[EXERCISE OBJECTIVE] Copy all lines of the listing that include the string "child".

Segment Start: DATA TO EXAMINE

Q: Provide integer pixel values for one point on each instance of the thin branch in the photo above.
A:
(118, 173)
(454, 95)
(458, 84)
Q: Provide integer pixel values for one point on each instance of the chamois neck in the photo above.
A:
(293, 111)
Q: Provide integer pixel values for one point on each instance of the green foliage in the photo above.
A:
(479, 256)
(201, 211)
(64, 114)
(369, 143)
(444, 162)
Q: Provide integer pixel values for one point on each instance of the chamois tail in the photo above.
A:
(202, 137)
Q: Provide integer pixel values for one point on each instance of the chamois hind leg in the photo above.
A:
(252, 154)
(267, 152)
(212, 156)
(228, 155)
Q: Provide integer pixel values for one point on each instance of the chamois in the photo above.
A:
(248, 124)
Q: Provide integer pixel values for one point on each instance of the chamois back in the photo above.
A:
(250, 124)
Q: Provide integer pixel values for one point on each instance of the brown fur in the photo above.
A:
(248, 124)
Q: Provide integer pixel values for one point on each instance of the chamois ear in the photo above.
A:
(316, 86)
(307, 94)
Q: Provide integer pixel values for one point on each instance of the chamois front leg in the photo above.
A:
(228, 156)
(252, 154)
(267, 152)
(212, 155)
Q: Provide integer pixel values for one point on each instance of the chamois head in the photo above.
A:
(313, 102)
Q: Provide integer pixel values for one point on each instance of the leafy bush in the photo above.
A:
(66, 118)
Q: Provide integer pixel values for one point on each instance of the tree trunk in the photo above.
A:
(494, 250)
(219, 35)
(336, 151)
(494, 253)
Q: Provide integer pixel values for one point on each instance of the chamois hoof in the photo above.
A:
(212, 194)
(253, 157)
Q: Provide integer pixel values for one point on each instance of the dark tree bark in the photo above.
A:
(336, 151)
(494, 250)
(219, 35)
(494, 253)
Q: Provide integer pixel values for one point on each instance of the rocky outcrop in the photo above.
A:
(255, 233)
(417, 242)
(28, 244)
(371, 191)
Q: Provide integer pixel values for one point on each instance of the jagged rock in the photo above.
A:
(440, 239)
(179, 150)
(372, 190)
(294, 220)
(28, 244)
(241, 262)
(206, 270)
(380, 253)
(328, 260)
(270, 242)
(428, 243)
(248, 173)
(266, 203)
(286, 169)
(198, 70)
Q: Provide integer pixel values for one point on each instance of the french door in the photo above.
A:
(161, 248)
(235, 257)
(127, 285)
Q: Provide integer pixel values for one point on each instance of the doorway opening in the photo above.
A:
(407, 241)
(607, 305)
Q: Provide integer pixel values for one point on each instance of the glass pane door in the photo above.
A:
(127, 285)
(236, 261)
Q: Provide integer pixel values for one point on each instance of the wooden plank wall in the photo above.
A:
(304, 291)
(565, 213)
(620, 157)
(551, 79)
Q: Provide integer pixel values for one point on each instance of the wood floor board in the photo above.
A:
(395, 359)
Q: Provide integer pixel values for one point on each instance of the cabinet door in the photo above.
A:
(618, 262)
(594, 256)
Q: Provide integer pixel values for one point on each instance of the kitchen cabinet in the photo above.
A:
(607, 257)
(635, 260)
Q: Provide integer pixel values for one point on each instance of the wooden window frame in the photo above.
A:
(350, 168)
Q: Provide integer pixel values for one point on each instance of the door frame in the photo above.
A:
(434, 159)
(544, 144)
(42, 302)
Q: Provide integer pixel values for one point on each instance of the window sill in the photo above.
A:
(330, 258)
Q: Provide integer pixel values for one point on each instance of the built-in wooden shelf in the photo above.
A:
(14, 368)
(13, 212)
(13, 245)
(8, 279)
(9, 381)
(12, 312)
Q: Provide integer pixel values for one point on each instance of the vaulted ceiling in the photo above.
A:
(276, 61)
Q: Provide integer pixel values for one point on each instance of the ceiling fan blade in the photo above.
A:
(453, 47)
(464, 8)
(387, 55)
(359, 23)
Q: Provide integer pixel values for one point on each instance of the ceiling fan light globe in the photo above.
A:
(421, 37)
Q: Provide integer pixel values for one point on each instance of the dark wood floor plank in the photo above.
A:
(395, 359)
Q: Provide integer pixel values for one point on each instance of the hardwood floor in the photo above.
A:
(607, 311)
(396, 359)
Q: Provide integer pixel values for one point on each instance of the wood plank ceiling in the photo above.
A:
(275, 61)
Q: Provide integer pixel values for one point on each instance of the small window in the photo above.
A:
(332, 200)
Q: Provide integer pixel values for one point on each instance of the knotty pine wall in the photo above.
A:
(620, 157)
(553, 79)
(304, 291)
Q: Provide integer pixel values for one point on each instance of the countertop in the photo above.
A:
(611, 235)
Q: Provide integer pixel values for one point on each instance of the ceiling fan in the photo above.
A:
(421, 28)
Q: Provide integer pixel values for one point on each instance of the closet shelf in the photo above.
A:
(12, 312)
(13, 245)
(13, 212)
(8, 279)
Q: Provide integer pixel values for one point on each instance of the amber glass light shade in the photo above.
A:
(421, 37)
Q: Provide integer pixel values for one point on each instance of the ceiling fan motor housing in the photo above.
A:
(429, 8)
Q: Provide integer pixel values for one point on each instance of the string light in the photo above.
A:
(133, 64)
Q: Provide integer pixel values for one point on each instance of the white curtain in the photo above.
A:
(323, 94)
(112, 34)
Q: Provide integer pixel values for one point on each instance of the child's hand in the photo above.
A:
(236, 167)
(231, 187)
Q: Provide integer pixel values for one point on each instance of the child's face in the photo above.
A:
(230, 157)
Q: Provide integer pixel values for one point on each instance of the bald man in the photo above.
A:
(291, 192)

Segment End: DATA TO EXAMINE

[EXERCISE SOLUTION]
Q: Provide integer pixel values for one point on each instance of the child's hand in the photo above.
Q: Provide integer pixel values for one point on each instance of the child's face in the photo above.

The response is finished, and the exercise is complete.